_Given problem_
Put every line of the records below into a numbered list, leaving out blank lines.

_Records provided_
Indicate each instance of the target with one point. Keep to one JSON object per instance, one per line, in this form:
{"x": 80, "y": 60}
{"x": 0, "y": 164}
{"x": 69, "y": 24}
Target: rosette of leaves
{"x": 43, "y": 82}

_Completed task_
1. Indicate each instance of the target with one point. Keep to one JSON object per instance, one per line, in this form:
2. {"x": 80, "y": 60}
3. {"x": 0, "y": 164}
4. {"x": 69, "y": 24}
5. Target: rosette of leaves
6. {"x": 43, "y": 82}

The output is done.